• **WORK TO DO**
Show, unchanged, each line of the material below in which the word "every" appears.

-- start RECORDS SUPPLIED --

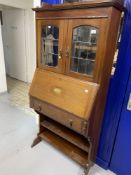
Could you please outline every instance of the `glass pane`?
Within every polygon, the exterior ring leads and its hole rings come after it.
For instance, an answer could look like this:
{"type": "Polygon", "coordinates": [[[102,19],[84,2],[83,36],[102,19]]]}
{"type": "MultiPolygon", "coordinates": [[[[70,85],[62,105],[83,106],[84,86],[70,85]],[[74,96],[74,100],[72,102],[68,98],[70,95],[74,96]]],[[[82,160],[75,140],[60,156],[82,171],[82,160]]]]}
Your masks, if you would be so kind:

-- end RECORDS SUPPLIED --
-- start RECORDS SUPPLIED --

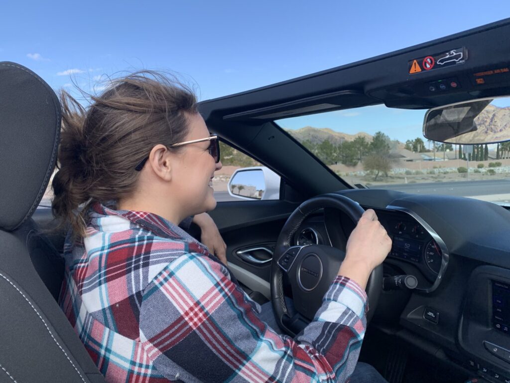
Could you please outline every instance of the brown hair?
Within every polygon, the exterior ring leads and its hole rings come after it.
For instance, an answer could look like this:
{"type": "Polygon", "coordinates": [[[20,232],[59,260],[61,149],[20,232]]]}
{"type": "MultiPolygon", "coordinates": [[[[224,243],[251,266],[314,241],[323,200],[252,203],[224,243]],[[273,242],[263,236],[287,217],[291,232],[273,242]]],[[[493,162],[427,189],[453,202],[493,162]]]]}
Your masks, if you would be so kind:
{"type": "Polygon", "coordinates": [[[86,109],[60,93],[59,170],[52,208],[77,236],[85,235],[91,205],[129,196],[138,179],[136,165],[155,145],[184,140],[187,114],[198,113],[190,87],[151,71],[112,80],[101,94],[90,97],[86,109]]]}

-- end RECORDS SUPPLIED --

• **OUTPUT BELOW**
Could you please outline every instance of the `glass pane`?
Within every polygon, the exterior ring leads and its hole rings come after it.
Could you please outline every instance of the brown hair?
Within every polygon, the exterior ring leads and its hole rings come after it.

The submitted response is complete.